# What was the Puritans' beef with the Quakers?



## Tom Hart (Apr 19, 2016)

Reading some Puritans, I noticed that they had some issues with the Quakers. In _The Gospel Mystery of Sanctification_, for example, Walter Marshall mentioned something about the errors of the Quakers, and although he didn't go into much detail he lumped them in with Papists, as I recall. I've read other such mentions in other Puritan works. What specifically were the issues that led some Puritans to decry Quakerism as heretical?


----------



## PointyHaired Calvinist (Apr 19, 2016)

Early Quakers had a low view of Scripture and ministers, and thought that everyone had the "inner light" of the Holy Spirit which was more than sufficient for godliness. Also, early Quakers were known for entering Puritan (Baptist, Independent, AND Presbyterian) and disrupting them. Many quakers of the time were religious anarchists rather than quiet and meek seekers.


----------



## Tom Hart (Apr 19, 2016)

PointyHaired Calvinist said:


> Early Quakers had a low view of Scripture and ministers, and thought that everyone had the "inner light" of the Holy Spirit which was more than sufficient for godliness. Also, early Quakers were known for entering Puritan (Baptist, Independent, AND Presbyterian) and disrupting them. Many quakers of the time were religious anarchists rather than quiet and meek seekers.



In some ways not so different from charismatics today, then?  Thank you for the help!


----------



## Don Kistler (Apr 19, 2016)

The last part of John Owen's "Biblical Theology" is entitled "A Defense of Sacred Scripture Against Modern Fanaticism." It is Owen's response to the Quakers and their "Inner Light" teaching, which was that God gave an inner light to everyone, which is why no one had any authority in a Quaker church since they all had that inner light in them. That's why you won't find a pulpit in a Quaker church. It has been my experience that the Puritans wrote as much against the Quakers as they did against Roman Catholicism.

# TO-DO LIST:
**A.** Answer these questions about the thread on the Puritans and the Quakers:
(i) Which author and book does the opening post cite as mentioning the errors of the Quakers?
(ii) What is the title of the last part of John Owen's "Biblical Theology"?
(iii) According to the final post, what will you not find in a Quaker church?
**B.** Write the next reply in the thread on the Puritans and the Quakers, picking up after its final post.
The material is not needed for anything here.

# RECORD SET:

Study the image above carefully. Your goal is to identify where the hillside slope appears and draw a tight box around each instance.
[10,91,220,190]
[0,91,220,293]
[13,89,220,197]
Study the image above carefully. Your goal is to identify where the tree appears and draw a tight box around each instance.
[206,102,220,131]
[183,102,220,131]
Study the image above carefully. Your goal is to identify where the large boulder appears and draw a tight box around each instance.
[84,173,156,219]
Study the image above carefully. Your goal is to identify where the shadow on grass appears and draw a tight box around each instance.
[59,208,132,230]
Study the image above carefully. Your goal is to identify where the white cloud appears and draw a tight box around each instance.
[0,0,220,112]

# RESPONSES IN ORDER:
**A.**
(i) Walter Marshall, in _The Gospel Mystery of Sanctification_.
(ii) "A Defense of Sacred Scripture Against Modern Fanaticism."
(iii) A pulpit.

**B.**
----------



## Ajay (Apr 20, 2016)

I have some collection of questions raised by John Bunyan to the quakers:

1. If thou sayest that every one hath a measure of the Spirit of Jesus Christ within him, why say the scriptures that some are ‘sensual having not the Spirit’ (Jude 19). And when Christ tells his disciples of sending them the Spirit, he also saith, The world cannot receive it (John 14:17).

2. What is the church of God redeemed by, from the curse of the law? Is it by something that is done within them, or by something done without them? If thou answer, it is redeemed from the curse of the law by something that worketh in them; then I ask, why did the Man Christ Jesus hang upon the cross on Mount
Calvary, without the gates of Jerusalem, for the sins of the people? (Gal 3:3; 1 Peter 2:24). And why do the scriptures say, that through this
Man, is preached to us the forgiveness of sins (Acts 13:38). That is, through his blood (Eph1:7; Col 1:20) which was shed without the gates of Jerusalem (Heb 13:12).

3. What scripture have you to prove, that Christ is, or was crucified within you, dead within you, risen within you, and ascended within you?

4. Is that very Man that was crucified on Mount Calvary between two thieves, whose name is Jesus, the Son of Mary, I say, is he the very Christ of God, yea, or no?
5. Is that very Man, with that very body, within you, yea, or no?

6. Was that Jesus, that was born of the Virgin Mary, a real Man of flesh and bones, after his resurrection from the dead, out of Joseph’s sepulchre, yea, or no? For the scripture saith he was, as in Luke 24:39. If so, then did that Man that said handle me and see, for a
spirit hath not flesh and bones as ye see me have; I say, did that Man go away from his disciples (and not into them, in his body) as these scriptures declare (Luke 24:39,40 compared with 50,51, also Acts 1:9-11) or did he with that body of flesh go into his disciples,
as some fond dreamers think?

7. Hath that Christ that was with God the Father before the world was, no other body but his church? If you say no, as it is your wonted course; then again I ask you, what that was in which he did bear the sins of his children? If you answer, It was ‘in his own body on the tree,’ for so saith the scripture (1 Peter 2:24).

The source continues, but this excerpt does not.